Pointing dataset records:
■ ■ ■ ■ ■ ■ ■
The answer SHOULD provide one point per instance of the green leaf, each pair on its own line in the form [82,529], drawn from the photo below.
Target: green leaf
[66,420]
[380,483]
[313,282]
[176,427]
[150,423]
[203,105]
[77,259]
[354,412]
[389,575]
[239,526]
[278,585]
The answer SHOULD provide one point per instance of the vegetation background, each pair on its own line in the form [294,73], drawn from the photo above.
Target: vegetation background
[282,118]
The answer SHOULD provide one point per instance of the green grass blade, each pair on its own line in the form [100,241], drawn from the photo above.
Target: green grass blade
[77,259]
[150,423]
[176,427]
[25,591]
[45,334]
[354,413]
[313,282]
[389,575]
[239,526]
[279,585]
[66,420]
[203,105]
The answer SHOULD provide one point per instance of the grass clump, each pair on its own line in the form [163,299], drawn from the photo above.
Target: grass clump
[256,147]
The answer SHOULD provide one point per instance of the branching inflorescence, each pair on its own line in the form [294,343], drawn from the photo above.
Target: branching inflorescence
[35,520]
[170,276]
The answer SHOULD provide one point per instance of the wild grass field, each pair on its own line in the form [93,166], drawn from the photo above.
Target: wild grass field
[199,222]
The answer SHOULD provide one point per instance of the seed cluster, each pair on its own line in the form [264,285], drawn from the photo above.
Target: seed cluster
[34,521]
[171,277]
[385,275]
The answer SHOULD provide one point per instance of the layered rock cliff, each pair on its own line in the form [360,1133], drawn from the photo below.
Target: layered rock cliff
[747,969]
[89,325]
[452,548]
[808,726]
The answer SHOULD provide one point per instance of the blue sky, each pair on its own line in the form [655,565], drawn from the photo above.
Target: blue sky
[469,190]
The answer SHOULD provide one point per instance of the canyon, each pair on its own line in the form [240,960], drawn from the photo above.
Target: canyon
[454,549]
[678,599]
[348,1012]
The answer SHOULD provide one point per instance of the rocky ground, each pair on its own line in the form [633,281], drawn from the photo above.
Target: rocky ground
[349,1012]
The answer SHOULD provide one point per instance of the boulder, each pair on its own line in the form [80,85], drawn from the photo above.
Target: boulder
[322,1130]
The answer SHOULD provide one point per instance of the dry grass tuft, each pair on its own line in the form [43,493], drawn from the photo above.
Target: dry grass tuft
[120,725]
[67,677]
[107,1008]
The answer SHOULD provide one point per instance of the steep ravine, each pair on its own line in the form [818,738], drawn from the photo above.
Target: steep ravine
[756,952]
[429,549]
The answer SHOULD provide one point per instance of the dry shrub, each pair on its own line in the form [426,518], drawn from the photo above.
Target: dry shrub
■ ■ ■ ■ ■ ■ ■
• YOUR GOAL:
Copy all of the records above word for word, keeping each line and its order unchanged.

• SOLVED PROBLEM:
The answer SHOULD provide one point per instance of the green leaf, each pair on its own line in the form [82,529], drawn from the photo below.
Target: green leaf
[66,420]
[380,483]
[313,282]
[176,427]
[150,423]
[203,105]
[77,259]
[354,412]
[389,575]
[239,526]
[278,585]
The answer SHOULD provide one point per instance of the vegetation background, each pair on its own line in the form [294,73], drawn from the photo above.
Target: vegetation background
[282,118]
The answer SHOULD provide one point per instance of the green grass blade, each pair on its own line in the form [100,241], drawn from the photo above.
Target: green grass blade
[77,259]
[150,423]
[176,427]
[25,591]
[45,334]
[354,413]
[313,282]
[389,575]
[239,526]
[279,585]
[66,420]
[203,105]
The answer SHOULD provide one point per instance of the grass clump, each pair on its own line in the form [163,299], drawn from the photo above.
Target: grass clump
[256,147]
The answer SHOULD provide one point per instance of the branching inflorescence, each pair on its own line in the form [294,343], drawn from the photo above.
Target: branching inflorescence
[35,520]
[170,276]
The answer SHOULD provide one point per instance of the wild grass field, each pair on its own line in the form [93,166], drawn from the photo above.
Target: wild grass field
[199,222]
The answer SHOULD provide one point per instance of the seed cluster, each pair on its own line in the form [264,285], drawn from the photo above.
Target: seed cluster
[34,521]
[171,277]
[385,275]
The answer SHOULD provide one point per instance of the layered rock cliff, each pair on its own line in the form [360,1133], drawn from the photo below.
Target: layered rock cliff
[747,969]
[89,325]
[452,548]
[808,726]
The answer SHOULD provide one point per instance of the blue sky, each pair on its own line in the form [655,565], drawn from the photo above.
Target: blue sky
[469,190]
The answer SHOULD provide one point per instance of the canyon, each pair on its own line in the form [240,960], drawn from the photo above.
Target: canyon
[454,549]
[678,599]
[348,1012]
The answer SHOULD provide one point per instance of the rocky ground, each pair on its own line in the form [633,281], drawn from the photo above.
Target: rocky ground
[349,1012]
The answer SHOULD provide one point per instance of the boulder, each pair on its own line in the form [80,85], drawn from the photo above.
Target: boulder
[322,1130]
The answer SHOULD provide one point per instance of the dry grass tuft, each pair on its own line in the form [43,493], drawn from the photo above.
Target: dry grass tuft
[120,725]
[67,677]
[107,1008]
The answer SHOULD provide one point per instance of the steep ravine, each pair on its own line in the form [818,738], drawn from the photo above.
Target: steep ravine
[756,952]
[429,549]
The answer SHOULD provide one point per instance of the dry shrub, each pair on its own line in the form [426,518], drawn from the photo above.
Target: dry shrub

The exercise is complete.